> _Required action_
The expected output is a verbatim reprint of the lines from the beginning of the data that follows through the line that contains "target | weathered stone surface".
━━━━━━
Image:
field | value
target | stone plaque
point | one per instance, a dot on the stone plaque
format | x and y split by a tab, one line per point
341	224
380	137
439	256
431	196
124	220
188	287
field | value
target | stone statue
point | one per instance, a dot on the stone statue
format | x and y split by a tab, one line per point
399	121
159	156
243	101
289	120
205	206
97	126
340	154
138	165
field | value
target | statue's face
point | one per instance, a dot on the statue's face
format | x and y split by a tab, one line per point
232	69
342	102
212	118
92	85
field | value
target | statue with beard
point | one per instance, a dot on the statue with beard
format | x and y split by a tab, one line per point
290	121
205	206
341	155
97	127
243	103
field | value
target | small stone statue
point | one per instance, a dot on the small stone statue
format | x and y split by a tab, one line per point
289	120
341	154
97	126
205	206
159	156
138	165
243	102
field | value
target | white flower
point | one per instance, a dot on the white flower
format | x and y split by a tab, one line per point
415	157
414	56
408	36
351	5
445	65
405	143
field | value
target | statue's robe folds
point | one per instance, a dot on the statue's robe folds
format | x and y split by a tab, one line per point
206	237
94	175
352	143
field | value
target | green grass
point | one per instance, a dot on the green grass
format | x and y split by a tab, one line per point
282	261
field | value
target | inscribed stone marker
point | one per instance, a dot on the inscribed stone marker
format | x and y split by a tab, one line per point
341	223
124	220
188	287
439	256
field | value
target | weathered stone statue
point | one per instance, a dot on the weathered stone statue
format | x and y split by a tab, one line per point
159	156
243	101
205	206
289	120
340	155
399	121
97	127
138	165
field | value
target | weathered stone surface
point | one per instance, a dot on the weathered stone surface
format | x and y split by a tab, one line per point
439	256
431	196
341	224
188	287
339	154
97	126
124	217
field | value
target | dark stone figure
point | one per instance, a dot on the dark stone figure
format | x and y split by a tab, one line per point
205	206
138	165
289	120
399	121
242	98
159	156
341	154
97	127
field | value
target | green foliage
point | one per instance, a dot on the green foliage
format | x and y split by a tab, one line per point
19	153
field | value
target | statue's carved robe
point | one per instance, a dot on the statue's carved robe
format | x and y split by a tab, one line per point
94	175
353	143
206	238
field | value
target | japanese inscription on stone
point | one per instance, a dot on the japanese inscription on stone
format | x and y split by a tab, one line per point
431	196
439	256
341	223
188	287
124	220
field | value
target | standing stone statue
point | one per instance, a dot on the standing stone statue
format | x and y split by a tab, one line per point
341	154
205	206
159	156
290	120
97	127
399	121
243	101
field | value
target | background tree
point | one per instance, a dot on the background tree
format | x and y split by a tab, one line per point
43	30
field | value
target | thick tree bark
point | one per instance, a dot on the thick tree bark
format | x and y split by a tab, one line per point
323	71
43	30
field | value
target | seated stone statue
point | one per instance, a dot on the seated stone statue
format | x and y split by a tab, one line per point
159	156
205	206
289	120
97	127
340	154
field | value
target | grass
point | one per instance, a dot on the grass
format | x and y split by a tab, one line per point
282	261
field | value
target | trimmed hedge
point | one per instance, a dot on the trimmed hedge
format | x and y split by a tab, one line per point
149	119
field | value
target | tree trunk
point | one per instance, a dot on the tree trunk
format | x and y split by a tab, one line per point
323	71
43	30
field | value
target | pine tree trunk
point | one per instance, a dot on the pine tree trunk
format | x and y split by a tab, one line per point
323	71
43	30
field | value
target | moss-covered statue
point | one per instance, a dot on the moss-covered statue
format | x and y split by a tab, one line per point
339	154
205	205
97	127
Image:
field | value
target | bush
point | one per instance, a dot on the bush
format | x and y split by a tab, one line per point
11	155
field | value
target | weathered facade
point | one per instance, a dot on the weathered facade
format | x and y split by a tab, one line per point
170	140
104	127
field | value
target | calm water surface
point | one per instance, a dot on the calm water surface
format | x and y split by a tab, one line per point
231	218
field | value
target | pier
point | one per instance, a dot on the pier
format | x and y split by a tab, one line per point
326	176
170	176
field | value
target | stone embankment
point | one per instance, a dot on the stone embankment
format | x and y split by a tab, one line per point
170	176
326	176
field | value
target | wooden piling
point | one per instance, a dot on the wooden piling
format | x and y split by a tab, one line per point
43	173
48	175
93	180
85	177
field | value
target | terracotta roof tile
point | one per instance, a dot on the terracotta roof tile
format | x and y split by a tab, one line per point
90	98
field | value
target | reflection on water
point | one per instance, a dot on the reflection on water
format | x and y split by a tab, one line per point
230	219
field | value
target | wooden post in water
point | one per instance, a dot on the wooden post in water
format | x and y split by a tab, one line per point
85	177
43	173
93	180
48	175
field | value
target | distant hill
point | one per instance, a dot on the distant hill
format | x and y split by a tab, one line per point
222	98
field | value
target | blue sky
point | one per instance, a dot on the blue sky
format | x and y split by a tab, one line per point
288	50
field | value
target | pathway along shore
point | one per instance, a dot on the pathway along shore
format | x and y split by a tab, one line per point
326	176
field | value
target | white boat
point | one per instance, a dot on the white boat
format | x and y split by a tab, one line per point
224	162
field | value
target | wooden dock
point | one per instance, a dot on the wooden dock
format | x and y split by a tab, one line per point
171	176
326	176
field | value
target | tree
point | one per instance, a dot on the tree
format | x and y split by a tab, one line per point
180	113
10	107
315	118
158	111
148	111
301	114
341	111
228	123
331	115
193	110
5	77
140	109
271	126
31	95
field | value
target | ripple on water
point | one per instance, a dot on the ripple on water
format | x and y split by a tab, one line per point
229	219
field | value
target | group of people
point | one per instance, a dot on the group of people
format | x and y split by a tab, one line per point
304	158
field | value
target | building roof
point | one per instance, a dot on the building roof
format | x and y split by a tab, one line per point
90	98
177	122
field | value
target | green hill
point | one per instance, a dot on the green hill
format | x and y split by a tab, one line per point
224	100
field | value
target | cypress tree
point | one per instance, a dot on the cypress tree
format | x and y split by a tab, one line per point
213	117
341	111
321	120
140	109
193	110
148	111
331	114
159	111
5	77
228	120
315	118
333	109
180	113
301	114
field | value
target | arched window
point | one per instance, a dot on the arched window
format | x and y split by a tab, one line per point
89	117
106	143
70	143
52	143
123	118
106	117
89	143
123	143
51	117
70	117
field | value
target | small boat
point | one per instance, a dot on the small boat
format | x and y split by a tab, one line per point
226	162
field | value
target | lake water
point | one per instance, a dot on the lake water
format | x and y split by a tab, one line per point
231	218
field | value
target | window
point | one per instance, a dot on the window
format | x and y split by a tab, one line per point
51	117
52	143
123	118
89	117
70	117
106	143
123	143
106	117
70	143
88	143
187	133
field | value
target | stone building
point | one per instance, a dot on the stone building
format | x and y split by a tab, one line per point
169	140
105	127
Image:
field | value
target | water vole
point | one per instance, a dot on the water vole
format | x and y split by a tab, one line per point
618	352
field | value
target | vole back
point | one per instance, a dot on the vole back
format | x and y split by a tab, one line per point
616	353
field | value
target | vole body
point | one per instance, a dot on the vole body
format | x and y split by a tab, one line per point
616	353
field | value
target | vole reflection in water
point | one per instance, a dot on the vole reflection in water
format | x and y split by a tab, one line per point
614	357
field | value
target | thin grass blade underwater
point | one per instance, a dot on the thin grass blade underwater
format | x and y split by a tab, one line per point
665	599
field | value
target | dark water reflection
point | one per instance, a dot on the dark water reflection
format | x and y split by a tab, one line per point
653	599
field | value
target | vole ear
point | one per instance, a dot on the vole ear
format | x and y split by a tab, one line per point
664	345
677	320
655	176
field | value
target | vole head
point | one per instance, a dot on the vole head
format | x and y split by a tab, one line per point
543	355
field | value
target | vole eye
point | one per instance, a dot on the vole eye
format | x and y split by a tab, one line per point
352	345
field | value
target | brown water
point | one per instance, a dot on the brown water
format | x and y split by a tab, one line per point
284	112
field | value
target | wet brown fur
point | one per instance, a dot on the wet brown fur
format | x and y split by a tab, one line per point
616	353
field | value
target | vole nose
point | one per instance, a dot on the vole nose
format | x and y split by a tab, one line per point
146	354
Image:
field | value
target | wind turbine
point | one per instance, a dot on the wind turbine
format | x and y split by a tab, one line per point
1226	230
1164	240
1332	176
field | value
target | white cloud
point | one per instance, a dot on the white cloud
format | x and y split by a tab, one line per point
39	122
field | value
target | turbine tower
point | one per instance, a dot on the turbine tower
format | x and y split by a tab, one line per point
━━━━━━
> _Response to this task_
Image:
field | value
target | stone plaque
point | one per instance, a dot on the stone plaque
format | x and y split by a tab, one line per point
341	224
380	137
439	256
431	196
124	220
188	287
field | value
target | stone statue
point | one per instance, a dot on the stone statue
format | x and y split by a tab, one line per point
399	121
159	156
243	101
289	120
205	206
97	126
340	154
138	165
field | value
target | statue's face
point | one per instance, a dot on the statue's face
format | x and y split by a tab, one line per point
232	69
342	102
212	118
92	85
field | value
target | statue with beard
point | one per instance, a dot on the statue with beard
format | x and y split by a tab, one line per point
290	121
205	206
341	155
97	127
243	103
field | value
target | small stone statue
point | one per instance, a dot on the small stone statue
format | x and y split by a tab, one line per point
289	120
341	154
97	126
205	206
159	156
138	165
243	102
field | value
target | white flower
point | one per instance, a dot on the white flower
format | x and y split by a tab, one line per point
415	157
414	56
408	36
351	5
445	65
405	143
field | value
target | statue's robe folds
point | one per instance, a dot on the statue's robe folds
format | x and y split by a tab, one line per point
206	237
94	175
352	143
field | value
target | green grass
point | one per instance, a dot on the green grass
format | x and y split by a tab, one line per point
282	261
field | value
target | inscribed stone marker
point | one per instance, a dot on the inscribed stone marker
format | x and y split by a tab, one line per point
341	223
124	220
188	287
439	256
field | value
target | weathered stone statue
point | one per instance, a dot on the weathered stone statue
format | x and y split by a tab, one line per point
159	156
243	101
205	206
289	120
340	155
399	121
97	127
138	165
field | value
target | weathered stone surface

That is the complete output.